* [Problem requirements]: Resume the text on the Cardy–Verlinde formula, writing the passage that follows its final sentence.

* [Selection]:

————

A Cardy--Verlinde formula is derived thermodynamically for
CFTs living on $S^n{\times} \mathbb{R}$ with $S^n$ having an arbitrary
radius. The Hawking--Page phase transition of the CFT is described
using Landau's theory of phase transitions, and an alternative
derivation of the Cardy--Verlinde formula is presented. The condensate
in the high temperature phase is identified as being composed of
radiational matter.
\end{abstract}
\end{titlepage}

\section{Introduction}
Through the holographic principle \cite{tHooft93,Susskind95}, the
thermodynamics of black holes in anti-de Sitter (AdS) space-times
\cite{Hawking83,Brown94} has found a new application in describing the
high-temperature phase of conformal field theories (CFTs) with holographic
duals \cite{Witten98-2}. Thus, the Hawking--Page phase transition has found
a new interpretation as, \emph{e.g.}, the transition between the confining
and de-confining phases in $\mathcal{N}=4$ super Yang--Mills gauge theory.
Recently, Verlinde \cite{Verlinde00} observed that, in these CFTs, a
Cardy-type entropy formula \cite{Cardy86} holds. Subsequently dubbed the
``Cardy--Verlinde formula,'' its appearance in theories dual to various
bulk space-times has been studied
\cite{Lin00,Nojiri00,Cai01a,Biswas01,Nojiri01a,
Birmingham01,Klemm01b,Youm01a,Nojiri01b,Youm01b,Nojiri01c,Cai01c,Youm01c,Wang01b}.
Black hole phase transitions have recently been discussed in
\cite{Surya01,Stephens01,Creminelli01}.  For a recent list of references on
cosmological aspects of holography and entropy bounds in theories with
holographic duals, see \cite{Youm01c}. See also
\cite{Shiromizu01a,Shiromizu01b} for related topics.

————

* [Records shown]:
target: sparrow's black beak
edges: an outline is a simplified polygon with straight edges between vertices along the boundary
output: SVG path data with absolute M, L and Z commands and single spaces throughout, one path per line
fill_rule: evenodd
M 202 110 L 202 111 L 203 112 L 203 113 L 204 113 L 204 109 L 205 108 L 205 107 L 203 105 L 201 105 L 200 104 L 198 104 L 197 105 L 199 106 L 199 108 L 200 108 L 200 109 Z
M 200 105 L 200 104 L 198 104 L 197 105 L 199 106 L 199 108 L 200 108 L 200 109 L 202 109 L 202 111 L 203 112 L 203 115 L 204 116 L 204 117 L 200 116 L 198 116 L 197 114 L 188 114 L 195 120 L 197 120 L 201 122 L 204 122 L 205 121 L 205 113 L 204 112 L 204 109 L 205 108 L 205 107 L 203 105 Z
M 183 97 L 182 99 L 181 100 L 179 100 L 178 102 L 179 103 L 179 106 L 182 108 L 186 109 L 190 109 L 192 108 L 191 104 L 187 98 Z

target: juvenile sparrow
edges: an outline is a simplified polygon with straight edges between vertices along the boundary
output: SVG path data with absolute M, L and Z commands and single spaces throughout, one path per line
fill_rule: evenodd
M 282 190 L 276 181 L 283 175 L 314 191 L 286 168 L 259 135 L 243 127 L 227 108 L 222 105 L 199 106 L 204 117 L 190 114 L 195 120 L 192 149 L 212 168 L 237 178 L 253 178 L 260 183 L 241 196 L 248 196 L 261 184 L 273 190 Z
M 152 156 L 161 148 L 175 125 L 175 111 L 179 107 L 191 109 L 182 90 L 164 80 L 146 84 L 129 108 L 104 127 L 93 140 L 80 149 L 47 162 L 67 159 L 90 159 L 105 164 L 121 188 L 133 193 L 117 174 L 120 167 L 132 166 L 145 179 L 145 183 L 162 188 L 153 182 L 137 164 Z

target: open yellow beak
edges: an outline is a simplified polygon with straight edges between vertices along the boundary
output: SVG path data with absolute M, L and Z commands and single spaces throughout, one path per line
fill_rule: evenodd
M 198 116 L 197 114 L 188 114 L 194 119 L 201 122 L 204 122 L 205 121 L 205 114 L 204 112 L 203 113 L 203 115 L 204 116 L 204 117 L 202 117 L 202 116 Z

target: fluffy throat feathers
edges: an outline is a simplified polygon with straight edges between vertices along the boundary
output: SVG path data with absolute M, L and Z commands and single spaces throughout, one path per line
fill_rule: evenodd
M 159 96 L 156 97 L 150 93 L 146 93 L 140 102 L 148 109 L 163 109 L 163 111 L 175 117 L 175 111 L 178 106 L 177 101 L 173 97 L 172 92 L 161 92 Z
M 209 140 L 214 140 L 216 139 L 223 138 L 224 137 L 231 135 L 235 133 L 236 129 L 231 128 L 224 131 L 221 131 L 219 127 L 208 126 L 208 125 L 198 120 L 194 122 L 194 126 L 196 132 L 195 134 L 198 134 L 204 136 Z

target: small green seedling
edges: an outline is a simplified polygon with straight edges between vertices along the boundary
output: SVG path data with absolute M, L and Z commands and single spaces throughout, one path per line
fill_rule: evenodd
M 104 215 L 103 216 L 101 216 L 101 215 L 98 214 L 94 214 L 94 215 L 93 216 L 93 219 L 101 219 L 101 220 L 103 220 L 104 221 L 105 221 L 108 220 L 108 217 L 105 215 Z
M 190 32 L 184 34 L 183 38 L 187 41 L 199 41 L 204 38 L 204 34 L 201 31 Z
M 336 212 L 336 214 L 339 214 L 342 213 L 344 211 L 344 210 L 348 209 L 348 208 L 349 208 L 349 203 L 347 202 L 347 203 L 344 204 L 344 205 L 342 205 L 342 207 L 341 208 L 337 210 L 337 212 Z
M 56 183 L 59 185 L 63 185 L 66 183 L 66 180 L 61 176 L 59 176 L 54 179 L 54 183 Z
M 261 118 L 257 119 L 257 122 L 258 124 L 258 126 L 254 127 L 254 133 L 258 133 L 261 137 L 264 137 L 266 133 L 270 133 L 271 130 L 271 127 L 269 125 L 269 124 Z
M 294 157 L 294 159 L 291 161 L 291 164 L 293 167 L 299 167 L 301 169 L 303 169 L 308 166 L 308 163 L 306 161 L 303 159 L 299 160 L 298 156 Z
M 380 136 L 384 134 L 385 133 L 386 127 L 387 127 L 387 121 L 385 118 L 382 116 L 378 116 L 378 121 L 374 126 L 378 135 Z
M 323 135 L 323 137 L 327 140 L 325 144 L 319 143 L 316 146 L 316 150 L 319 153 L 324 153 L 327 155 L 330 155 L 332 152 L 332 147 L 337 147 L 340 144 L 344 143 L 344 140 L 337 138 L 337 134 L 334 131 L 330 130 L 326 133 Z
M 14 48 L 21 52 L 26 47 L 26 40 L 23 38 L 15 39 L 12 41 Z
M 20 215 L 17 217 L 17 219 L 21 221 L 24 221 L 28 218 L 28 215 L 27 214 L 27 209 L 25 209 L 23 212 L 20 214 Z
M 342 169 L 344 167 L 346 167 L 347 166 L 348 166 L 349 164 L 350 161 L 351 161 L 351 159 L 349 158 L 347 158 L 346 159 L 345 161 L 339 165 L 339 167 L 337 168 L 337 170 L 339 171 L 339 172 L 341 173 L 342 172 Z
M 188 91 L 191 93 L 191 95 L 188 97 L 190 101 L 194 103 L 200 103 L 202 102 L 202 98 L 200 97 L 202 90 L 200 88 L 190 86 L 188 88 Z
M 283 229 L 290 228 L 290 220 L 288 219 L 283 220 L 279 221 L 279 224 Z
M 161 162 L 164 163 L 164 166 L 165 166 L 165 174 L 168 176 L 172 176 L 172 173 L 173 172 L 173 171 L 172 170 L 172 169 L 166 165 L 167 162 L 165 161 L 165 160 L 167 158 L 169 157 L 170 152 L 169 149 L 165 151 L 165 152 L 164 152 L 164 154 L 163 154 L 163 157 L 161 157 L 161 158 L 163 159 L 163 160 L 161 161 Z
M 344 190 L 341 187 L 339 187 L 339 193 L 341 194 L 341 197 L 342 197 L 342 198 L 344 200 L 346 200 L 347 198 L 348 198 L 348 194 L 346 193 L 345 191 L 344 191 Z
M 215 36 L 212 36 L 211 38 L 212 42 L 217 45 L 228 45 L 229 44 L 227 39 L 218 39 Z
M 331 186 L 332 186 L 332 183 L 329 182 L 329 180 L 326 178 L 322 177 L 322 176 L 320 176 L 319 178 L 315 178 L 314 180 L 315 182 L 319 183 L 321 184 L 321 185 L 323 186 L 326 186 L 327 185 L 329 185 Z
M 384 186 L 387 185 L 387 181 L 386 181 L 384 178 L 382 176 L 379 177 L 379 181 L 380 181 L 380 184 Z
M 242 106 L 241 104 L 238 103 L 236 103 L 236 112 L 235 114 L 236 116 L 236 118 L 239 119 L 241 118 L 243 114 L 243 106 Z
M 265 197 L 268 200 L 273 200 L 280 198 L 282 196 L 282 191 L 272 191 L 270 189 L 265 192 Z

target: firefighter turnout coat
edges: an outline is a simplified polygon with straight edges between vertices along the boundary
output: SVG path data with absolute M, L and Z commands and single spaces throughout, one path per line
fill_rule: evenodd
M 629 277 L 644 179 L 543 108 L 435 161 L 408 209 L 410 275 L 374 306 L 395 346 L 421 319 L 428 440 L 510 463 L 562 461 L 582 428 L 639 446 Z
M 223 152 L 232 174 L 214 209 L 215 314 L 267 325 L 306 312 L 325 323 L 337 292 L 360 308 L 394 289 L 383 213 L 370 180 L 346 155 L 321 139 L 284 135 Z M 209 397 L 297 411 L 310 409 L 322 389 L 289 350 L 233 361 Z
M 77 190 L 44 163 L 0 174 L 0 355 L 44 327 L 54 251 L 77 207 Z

————

* [Written answer]:
In this letter, we address three questions related to the
thermodynamics of CFTs dual to AdS--Schwarzschild bulk space-times. In
\cite{Verlinde00,Savonije01}, Verlinde and Savonije used Witten's
result \cite{Witten98-2} for the entropy and energy of the boundary
CFT and rescaled the energy and temperature according to the red-shift for
an observer on a brane at a certain distance from the black hole. Although this
is a valid approach, an alternative would be to derive these relations
directly from the on-shell action, which we shall do in Sec.\
\ref{entropy}. Our calculation is based on Witten's \cite{Witten98-2},
but we will find it crucial to express the gravitational
constant in terms of the AdS length scale and a dimensionless
parameter. We analyze the thermodynamics of the AdS--Schwarzschild
black hole and re-derive the Cardy--Verlinde formula.
In Sec.\ \ref{landau}, we shall study the Hawking--Page
phase transition of the boundary CFT using Landau's phenomenological
theory of first order phase transitions \cite{Landau9}. The
thermodynamical relations for energy and entropy are confirmed, and an
alternative derivation of the Cardy--Verlinde formula is presented.
Finally, in Sec.\ \ref{onepoint}, we shall study from a
holographic point of view the high temperature phase of the boundary
CFT. The condensate, expressed phenomenologically as a non-zero order
parameter, is found to consist of radiational matter. This agrees with the
observation that a brane moving in the AdS--Schwarzschild background
obeys the cosmological FRW equations of a radiation dominated
universe \cite{Gubser99}.


\section{Black Hole Thermodynamics}
\label{entropy}
The metric for the (Euclidean) AdS--Schwarzschild black hole in
$(n+2)$ dimensions is
\begin{equation}
\label{metric}
  ds^2 = f(r) dt^2 + \frac1{f(r)} dr^2 +r^2 d\Omega_n^2~,
\end{equation}
where
\begin{equation}
\label{fdef}
  f(r) = 1+\frac{r^2}{l^2} -\frac{\mu}{r^{n-1}}~,
\end{equation}
and $d\Omega_n^2$ is the usual metric of an unit $n$-sphere, $S^n$.
$l$ is the AdS length scale, whereas $\mu$ is a parameter
controlling the mass of the black hole. The AdS--Schwarzschild
space-time with metric \eqref{metric} possesses an event horizon,
$r_+$, defined by
\begin{equation}
\label{r+def}
  f(r_+)=0~.
\end{equation}
Notice that there is only one solution to eqn.\ \eqref{r+def}, because
$f(r)$ is monotonous.

For large $r$ the metric \eqref{metric} behaves asymptotically as
\begin{equation}
\label{metricasy1}
  ds^2 = \frac{r^2}{l^2} \left( dt^2 + l^2 d\Omega_n^2 \right)~.
\end{equation}
Hence, asymptotically, it is conformally equivalent to $S^n{\times}
\mathbb{R}$ (or $S^n {\times} S^1$, if the time dimension is compact)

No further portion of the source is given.